Graham Price
NUI Maynooth, Ireland

Creative Commons 4.0 by Graham Price. This text may be archived and redistributed both in electronic form and in hard copy, provided that the author and journal are properly cited and no fee is charged for access.

(Sebastián Lelio, 2022)

Sebastian Lelio’s The Wonder (2022) is an adaptation of Emma Donoghue’s 2016 novel of the same name. Donoghue also wrote the film script. The film is set in 1862 in post-famine Ireland and centres on the English nurse Elizabeth Wright (Florence Pugh) who goes to Ireland to investigate a supposed miracle involving Anna O’Donnell (Kila Cassidy), an eleven-year old girl living on a farm with her mother (Elaine Cassidy, Kila’s real life mother), father, and sister in the Irish midlands. Anna has supposedly survived without food for four months, claiming that she is living on “manna from heaven”. Elizabeth has been charged, along with an Irish nun, to keep watch on Anna for two weeks and judge the authenticity of this “miraculous occurrence”. At the end of this period of observation, both watchers are to present separate reports to a committee comprised of doctors and priests (all men).  The film spans the majority of this two-week period and examines Elizabeth’s growing friendship with Anna as both struggle with the traumatic events from their pasts that continue to haunt them. We learn that Anna’s brother has died several years before and Elizabeth has suffered several personal losses.

The film begins in Brechtian fashion by showing the viewers the film’s carefully constructed, very artificial set and by having a narrator (Niamh Algar, who also plays Anna’s elder sister) telling the audience the name of the film and how the characters who inhabit this cinematic world have complete faith in the stories they tell and how they seek an audience to have the same level of faith in the authenticity of their orally delivered accounts. This framing device has the effect of situating the film in the Irish storytelling tradition in which how the narratives are related are as important as the content of the stories being told.[1] The reference to the word ‘faith’ is also important because the faith and specifically faith in specific narratives is one of the major themes in this film. Whether those cinematic narratives are religious, journalistic, or scientific, they are all united by the fact that they provide a shape to the world from which they emerge and they require a credulous audience to testify to their authenticity and imbue them with representative authority.

What you will do: Pick up the review of The Wonder after its last sentence and keep writing it.

Some records:
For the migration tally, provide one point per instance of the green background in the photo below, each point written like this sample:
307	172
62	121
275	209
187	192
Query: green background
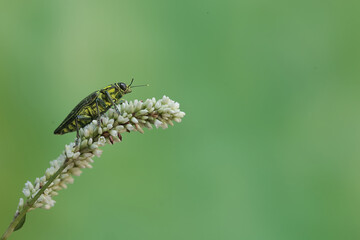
269	146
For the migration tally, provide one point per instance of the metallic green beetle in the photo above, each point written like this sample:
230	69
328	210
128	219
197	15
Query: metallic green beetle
92	107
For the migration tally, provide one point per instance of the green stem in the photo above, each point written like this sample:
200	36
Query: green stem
31	202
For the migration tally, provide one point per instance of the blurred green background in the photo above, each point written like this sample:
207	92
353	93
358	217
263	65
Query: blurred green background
269	146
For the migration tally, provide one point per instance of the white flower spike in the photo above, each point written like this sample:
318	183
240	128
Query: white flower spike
134	117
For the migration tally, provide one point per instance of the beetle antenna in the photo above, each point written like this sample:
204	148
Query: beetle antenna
132	80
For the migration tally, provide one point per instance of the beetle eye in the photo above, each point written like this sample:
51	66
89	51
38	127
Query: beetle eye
123	86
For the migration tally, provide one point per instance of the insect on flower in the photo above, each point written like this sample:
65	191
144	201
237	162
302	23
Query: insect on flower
93	106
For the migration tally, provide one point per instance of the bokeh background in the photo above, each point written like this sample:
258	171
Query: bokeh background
269	146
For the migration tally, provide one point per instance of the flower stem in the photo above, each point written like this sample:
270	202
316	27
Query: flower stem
31	202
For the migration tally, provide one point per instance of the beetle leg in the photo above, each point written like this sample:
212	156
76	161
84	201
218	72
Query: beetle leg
98	112
112	102
77	132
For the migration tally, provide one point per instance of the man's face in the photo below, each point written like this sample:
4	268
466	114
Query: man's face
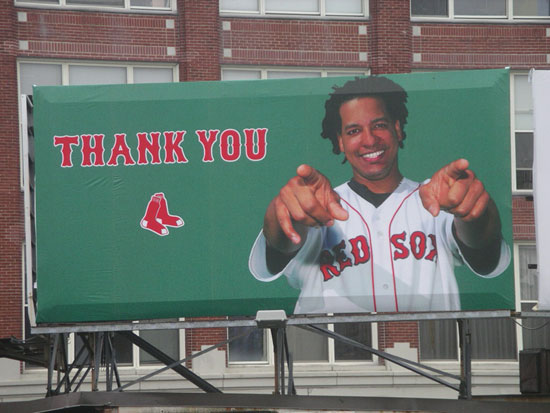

In response:
Probably the most famous Irish textual example of faith in storytelling is Brian Friel’s dramatic masterpiece Faith Healer (1979) in which three characters tell their captive audience their life stories. The factual accuracy of those stories might be suspect but that does not matter so long as those who hear those narratives have faith that what they are hearing represents some version of ‘the truth’, even if that truth is only confined to the personal perceptions of the tellers. Soon after Brian Friel co-founded (with Stephen Rea) the Field Day Theatre Company in 1980, one of the company’s directors, Seamus Deane, gave voice to some of the aims and objectives of that organisation and, by so-doing, reminded his readers of the importance that Irish artists placed in storytelling and in their audiences’ and readers’ faith in the authenticity of those narratives: “At the moment we [the members of Field Day] are six characters looking for a story to be believed” (Richtarick: 2004, 203). One of the opening lines from The Wonder, “we are nothing without stories”, could be said to be the primary message the film. Despite Elizabeth’s assertion that she is not interested in stories, only facts, the film steadfastly refuses to privilege verifiable facticity over the power of orally transmitted stories.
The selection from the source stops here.